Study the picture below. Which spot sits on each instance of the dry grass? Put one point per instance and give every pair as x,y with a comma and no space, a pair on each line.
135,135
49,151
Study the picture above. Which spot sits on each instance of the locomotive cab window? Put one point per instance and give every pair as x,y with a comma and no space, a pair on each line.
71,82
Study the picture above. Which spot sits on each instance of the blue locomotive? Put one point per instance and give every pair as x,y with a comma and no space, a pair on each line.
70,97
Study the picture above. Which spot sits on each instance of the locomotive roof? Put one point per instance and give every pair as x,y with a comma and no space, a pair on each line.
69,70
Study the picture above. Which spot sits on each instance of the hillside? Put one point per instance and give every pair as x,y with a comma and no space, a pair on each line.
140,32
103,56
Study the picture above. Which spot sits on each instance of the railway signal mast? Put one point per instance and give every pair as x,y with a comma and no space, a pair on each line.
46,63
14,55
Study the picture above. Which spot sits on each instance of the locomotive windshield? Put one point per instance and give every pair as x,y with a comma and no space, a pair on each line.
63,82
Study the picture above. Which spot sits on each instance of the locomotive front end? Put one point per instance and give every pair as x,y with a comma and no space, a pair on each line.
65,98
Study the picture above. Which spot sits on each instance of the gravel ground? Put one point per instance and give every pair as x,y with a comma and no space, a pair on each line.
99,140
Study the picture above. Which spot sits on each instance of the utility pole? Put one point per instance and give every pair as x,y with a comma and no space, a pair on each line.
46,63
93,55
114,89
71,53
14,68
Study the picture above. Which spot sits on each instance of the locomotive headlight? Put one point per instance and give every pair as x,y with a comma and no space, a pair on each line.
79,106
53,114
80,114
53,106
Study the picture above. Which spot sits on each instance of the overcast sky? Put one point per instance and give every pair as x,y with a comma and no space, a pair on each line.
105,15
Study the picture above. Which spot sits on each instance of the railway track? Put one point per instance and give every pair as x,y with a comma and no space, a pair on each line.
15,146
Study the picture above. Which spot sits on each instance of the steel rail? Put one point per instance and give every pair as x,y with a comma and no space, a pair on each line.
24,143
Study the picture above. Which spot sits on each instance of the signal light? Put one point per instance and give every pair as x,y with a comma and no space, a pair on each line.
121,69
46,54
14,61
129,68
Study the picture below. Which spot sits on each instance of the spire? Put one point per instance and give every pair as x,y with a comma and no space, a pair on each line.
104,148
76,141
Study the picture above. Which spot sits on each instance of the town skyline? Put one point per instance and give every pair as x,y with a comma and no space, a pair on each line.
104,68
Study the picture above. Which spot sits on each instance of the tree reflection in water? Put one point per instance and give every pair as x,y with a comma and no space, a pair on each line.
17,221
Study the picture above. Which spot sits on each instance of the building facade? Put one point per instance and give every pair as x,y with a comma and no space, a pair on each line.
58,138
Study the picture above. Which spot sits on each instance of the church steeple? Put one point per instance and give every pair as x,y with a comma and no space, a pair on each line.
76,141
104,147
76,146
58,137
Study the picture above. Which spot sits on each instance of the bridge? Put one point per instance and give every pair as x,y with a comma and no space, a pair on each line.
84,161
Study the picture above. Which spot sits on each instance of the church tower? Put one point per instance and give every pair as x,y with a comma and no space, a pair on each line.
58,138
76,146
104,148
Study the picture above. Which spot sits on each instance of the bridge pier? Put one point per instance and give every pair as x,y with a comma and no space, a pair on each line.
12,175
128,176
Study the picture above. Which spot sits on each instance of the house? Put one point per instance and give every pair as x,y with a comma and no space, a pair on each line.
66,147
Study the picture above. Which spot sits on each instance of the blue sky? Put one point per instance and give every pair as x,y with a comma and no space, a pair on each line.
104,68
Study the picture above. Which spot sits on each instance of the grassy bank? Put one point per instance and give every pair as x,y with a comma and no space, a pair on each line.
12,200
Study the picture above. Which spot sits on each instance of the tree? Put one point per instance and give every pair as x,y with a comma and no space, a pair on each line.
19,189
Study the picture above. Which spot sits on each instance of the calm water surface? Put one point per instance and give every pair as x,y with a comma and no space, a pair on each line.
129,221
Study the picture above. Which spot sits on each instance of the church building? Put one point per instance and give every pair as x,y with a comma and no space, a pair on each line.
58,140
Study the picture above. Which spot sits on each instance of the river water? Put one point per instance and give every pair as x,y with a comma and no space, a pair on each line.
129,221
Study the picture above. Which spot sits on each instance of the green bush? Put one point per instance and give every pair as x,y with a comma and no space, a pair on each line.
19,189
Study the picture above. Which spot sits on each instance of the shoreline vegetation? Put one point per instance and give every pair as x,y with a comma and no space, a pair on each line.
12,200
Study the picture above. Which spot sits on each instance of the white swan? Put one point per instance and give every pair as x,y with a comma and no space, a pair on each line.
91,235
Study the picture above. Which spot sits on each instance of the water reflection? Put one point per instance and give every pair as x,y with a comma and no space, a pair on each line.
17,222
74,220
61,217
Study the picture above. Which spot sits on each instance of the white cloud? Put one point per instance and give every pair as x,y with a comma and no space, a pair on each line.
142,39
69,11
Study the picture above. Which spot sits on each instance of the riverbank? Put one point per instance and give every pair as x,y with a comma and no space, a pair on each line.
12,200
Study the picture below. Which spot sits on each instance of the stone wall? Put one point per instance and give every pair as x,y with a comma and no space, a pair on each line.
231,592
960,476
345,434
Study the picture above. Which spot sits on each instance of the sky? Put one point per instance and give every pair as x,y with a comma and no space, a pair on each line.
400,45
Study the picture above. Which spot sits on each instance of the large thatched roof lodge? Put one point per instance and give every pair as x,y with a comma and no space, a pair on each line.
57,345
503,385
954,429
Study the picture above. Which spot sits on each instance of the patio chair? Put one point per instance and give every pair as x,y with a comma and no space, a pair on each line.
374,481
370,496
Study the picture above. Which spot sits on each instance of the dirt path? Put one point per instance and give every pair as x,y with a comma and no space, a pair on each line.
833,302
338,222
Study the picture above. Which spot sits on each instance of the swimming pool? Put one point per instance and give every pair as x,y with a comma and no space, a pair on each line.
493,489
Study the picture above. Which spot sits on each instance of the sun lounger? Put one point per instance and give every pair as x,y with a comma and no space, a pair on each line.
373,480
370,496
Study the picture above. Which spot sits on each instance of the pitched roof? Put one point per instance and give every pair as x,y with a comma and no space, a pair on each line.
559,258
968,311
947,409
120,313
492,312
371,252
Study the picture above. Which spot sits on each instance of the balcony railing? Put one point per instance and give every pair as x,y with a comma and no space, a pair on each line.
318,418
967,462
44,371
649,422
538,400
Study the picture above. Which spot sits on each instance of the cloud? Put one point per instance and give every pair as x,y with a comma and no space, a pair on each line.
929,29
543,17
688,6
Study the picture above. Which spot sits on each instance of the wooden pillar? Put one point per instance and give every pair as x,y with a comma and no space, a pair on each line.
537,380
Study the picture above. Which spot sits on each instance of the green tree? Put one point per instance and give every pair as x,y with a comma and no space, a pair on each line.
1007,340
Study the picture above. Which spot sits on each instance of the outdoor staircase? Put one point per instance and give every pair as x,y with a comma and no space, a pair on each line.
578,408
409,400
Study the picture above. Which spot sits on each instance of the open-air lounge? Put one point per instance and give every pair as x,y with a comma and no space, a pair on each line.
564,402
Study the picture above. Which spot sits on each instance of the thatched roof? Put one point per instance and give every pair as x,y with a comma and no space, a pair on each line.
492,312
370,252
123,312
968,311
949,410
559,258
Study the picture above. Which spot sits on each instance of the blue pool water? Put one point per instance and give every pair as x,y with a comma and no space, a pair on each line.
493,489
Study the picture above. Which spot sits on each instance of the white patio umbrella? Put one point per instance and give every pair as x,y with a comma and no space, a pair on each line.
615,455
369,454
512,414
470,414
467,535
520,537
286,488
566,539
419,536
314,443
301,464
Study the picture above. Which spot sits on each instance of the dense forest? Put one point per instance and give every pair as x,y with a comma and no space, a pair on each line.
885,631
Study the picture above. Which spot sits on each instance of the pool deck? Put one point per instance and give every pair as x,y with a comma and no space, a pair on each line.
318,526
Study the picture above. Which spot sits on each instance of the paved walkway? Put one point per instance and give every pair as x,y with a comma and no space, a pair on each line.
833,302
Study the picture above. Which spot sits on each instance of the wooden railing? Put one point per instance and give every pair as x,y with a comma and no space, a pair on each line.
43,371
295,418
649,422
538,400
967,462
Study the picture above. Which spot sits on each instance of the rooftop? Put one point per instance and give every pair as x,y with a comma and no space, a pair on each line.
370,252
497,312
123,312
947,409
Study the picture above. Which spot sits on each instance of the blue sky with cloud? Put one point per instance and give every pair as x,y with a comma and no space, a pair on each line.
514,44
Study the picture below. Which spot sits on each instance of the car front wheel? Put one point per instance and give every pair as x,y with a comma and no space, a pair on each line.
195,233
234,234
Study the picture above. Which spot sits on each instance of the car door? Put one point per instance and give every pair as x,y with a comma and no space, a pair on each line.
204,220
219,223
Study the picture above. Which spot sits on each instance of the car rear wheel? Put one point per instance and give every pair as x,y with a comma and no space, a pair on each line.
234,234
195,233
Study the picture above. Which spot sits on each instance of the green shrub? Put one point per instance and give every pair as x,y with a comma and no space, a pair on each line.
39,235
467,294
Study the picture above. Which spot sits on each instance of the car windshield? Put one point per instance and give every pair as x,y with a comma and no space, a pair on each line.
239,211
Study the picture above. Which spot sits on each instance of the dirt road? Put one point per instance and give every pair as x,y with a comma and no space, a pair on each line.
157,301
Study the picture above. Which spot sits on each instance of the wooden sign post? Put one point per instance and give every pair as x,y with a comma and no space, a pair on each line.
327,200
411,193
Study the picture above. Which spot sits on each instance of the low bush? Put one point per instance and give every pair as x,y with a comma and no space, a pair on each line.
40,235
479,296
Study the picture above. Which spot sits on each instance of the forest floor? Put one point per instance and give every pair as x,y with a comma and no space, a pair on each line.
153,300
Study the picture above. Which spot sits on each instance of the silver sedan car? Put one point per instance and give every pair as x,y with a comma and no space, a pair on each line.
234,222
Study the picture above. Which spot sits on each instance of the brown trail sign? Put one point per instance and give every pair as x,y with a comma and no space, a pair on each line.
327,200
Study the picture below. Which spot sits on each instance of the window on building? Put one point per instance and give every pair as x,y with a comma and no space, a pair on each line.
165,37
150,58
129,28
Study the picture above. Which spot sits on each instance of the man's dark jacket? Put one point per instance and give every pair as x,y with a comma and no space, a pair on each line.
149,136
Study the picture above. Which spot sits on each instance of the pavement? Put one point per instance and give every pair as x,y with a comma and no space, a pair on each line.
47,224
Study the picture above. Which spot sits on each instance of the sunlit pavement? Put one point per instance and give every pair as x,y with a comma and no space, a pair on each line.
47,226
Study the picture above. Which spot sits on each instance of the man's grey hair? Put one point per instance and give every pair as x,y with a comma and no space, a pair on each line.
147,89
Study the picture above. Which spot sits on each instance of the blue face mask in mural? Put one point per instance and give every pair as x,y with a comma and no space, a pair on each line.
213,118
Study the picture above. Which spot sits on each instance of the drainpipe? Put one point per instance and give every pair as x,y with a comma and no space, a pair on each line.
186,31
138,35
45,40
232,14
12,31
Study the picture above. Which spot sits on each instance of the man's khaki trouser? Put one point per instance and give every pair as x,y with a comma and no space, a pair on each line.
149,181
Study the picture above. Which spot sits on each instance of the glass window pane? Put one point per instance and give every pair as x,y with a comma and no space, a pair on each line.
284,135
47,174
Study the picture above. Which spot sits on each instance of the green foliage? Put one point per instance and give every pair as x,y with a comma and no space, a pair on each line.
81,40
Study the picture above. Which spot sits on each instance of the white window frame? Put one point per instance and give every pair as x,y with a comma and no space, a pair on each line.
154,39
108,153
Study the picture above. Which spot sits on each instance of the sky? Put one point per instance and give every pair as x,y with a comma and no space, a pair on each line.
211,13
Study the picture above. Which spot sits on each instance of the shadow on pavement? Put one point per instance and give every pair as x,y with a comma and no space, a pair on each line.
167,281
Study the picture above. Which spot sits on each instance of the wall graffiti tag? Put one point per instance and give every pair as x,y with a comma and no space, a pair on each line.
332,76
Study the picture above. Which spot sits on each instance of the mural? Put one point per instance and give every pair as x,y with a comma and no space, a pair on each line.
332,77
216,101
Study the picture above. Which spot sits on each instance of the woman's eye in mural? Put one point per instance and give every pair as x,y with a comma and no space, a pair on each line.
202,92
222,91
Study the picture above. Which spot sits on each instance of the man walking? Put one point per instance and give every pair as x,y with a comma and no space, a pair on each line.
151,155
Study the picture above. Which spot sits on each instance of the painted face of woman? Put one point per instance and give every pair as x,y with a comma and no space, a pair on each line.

* * *

# Goal
The lines to quote run from the one containing "of the glass" through the final line of the material above; please give them exactly, both ends included, and nothing else.

# Exercise output
Study the picture above. Which spot sits on each instance of the glass window pane? Put one point per instance and give every pair as x,y with a comma and no space, a pair on each line.
284,135
47,174
Study the picture above. Which spot sits on each instance of the green foliage? Put one point per instance and give every pair as x,y with a comma and no space, a pair on each line.
81,40
Study the picture above. Which spot sits on each instance of the white window frame? Put one point per instance and give every pair as x,y with a comma and no space, a pair on each line.
154,39
108,153
Study the picture above. Which spot sits on each instance of the sky? Put one point per instance and give every pair as x,y with a comma and no space, a pair on each line.
211,13
Study the picture above. Which spot sits on each instance of the shadow on pavement? Put one point per instance and give every pair as x,y with a comma and no space, a pair on each line.
167,281
Study the picture above. Which spot sits on each instance of the wall graffiti tag? Put one point per instance and give every pair as x,y with a comma and no space, a pair on each line.
332,76
Study the picture above. Which spot sits on each instance of the mural? Put one point per instance and give every pair as x,y with a comma and no space, a pair on each line.
332,77
216,101
Study the picture above. Which spot sits on each instance of the woman's eye in mural? Put one point per instance and give every pair as x,y with a comma and no space, a pair on each line.
202,92
222,91
Study the picture above. Which spot sits on each instance of the man walking? Put one point per instance and give every pair as x,y with a comma and no space, a pair on each line.
151,155
Study the picture above. Which spot sits on each instance of the painted face of woman? Put one point per instance and give every pair as x,y with a comma and no space, a pair on each line.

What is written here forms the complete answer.